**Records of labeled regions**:
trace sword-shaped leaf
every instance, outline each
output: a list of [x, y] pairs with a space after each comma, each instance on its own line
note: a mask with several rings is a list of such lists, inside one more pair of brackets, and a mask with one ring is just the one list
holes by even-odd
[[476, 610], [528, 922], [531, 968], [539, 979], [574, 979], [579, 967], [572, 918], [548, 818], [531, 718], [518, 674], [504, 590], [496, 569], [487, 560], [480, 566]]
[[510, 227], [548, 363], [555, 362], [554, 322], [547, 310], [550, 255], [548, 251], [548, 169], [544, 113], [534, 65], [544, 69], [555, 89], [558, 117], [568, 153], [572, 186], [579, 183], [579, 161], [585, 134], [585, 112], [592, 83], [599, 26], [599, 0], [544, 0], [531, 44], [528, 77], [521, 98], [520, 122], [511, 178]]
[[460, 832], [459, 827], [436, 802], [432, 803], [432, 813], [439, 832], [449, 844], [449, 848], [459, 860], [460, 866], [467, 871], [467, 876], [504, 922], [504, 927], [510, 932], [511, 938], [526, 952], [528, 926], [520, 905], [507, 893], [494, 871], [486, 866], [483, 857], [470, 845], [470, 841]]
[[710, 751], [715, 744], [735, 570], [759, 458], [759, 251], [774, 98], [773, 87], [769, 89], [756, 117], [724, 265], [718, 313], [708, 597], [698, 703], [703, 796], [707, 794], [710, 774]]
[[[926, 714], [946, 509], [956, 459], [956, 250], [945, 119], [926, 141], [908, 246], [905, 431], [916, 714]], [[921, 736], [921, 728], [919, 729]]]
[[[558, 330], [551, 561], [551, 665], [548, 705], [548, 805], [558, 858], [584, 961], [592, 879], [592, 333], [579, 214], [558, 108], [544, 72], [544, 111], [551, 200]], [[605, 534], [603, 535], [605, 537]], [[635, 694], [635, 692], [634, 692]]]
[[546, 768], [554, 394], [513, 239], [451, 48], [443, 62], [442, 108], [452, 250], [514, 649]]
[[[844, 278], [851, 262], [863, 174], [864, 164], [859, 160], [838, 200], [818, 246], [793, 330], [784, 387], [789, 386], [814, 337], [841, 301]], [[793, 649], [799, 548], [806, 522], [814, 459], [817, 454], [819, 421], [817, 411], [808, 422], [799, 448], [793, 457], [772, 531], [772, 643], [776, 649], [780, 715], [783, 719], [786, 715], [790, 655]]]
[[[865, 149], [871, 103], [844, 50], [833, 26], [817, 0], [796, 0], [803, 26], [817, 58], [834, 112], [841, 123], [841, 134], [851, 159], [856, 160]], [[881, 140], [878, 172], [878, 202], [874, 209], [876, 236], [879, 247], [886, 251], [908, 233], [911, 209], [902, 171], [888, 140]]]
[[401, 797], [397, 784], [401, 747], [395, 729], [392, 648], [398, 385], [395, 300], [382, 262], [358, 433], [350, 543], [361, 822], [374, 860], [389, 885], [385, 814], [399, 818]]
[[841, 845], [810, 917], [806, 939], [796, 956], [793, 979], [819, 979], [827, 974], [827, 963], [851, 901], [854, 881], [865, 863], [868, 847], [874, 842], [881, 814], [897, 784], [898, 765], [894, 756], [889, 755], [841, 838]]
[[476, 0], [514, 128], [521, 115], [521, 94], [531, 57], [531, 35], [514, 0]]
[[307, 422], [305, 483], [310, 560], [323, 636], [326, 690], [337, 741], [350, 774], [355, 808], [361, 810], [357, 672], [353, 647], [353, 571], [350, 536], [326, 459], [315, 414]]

**YOUR TASK**: Recast the lines from the first one through the line that contains "560], [480, 566]]", including both, as a numbered list with any blank lines left out.

**COMPLETE OUTPUT**:
1. trace sword-shaped leaf
2. every instance, outline each
3. output: a list of [x, y] pairs with a space after each comma, each instance on its own line
4. note: a mask with several rings is a list of such lists, inside one more pair of brackets, and a mask with one ring is just the one list
5. holes by even-odd
6. [[476, 610], [528, 922], [531, 968], [539, 979], [574, 979], [579, 967], [572, 918], [548, 818], [531, 718], [518, 674], [504, 590], [496, 569], [487, 560], [480, 566]]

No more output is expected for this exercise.